Question

Area of a triangle formed by tangent and normal to the curve $\frac{x^2}{a^2}+\frac{y^2}{b^2}=1$ at $P(\frac{a}{\sqrt{2}},\frac{b}{\sqrt{2}})$ with the X-axis is

• A. $4ab$
• B. $\frac{ab\sqrt{a^2+b^2}}{4}$
• C. $\frac{ab\sqrt{a^2-b^2}}{4}$
• D. $\frac{b(a^2+b^2)}{4a}$

Answer 1

Answer: (D)

Given curve $\frac{x^2}{a^2}+\frac{y^2}{b^2}=1$ and point $P\left(\frac{a}{\sqrt{2}},\frac{b}{\sqrt{2}}\right)$
Slope of tangent at $P$ is $-b/a$
Slope of normal at $P$ is $a/b$.
Equation of tangent on the curve
$bx+ay=\sqrt{2}ab$...(i)
Equation of normal on the tangent of the curve
$-ax+by=\frac{\left(b^2-a^2\right)}{\sqrt{2}}$...(ii)
Equation of $x$ -axis $y=0$...(iii)

--- Supplied material ---

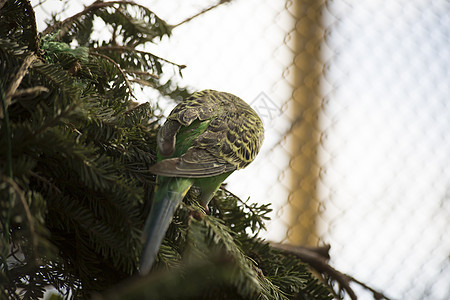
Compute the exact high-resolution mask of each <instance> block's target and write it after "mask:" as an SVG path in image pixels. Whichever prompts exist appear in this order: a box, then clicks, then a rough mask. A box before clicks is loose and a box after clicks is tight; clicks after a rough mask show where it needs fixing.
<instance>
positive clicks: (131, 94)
mask: <svg viewBox="0 0 450 300" xmlns="http://www.w3.org/2000/svg"><path fill="white" fill-rule="evenodd" d="M89 54H91V55H94V56H99V57H101V58H104V59H106V60H108V61H110V62H111V63H112V64H113V65H114V66H115V67H116V68H117V69H118V70H119V72H120V74H122V77H123V79H124V80H125V83H126V84H127V86H128V89H129V90H130V95H131V96H132V97H133V98H135V99H136V97H135V96H134V94H133V88H132V87H131V83H130V81H129V80H128V78H127V75H126V74H125V72H124V71H123V70H122V68H121V67H120V65H119V64H118V63H117V62H115V61H114V59H112V58H111V57H109V56H106V55H104V54H100V53H97V52H89Z"/></svg>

--- Exercise tasks ---
(a) Reproduce the part of the ellipse problem above that begins at the words "Answer: (D)" and stops after "of $x$ -axis $y=0$...(iii)".
(b) For each statement about the ellipse problem above, answer yes or no and quote the deciding words: (i) The slope of the normal at P is a/b. (ii) The chosen answer is option B. (iii) The equation of the tangent is bx + ay = ab.

--- Answers to the exercises ---
(a)
Answer: (D)

Given curve $\frac{x^2}{a^2}+\frac{y^2}{b^2}=1$ and point $P\left(\frac{a}{\sqrt{2}},\frac{b}{\sqrt{2}}\right)$
Slope of tangent at $P$ is $-b/a$
Slope of normal at $P$ is $a/b$.
Equation of tangent on the curve
$bx+ay=\sqrt{2}ab$...(i)
Equation of normal on the tangent of the curve
$-ax+by=\frac{\left(b^2-a^2\right)}{\sqrt{2}}$...(ii)
Equation of $x$ -axis $y=0$...(iii)

(b)
(i) Yes: "Slope of normal at $P$ is $a/b$."
(ii) No: "Answer: (D)"
(iii) No: "$bx+ay=\sqrt{2}ab$"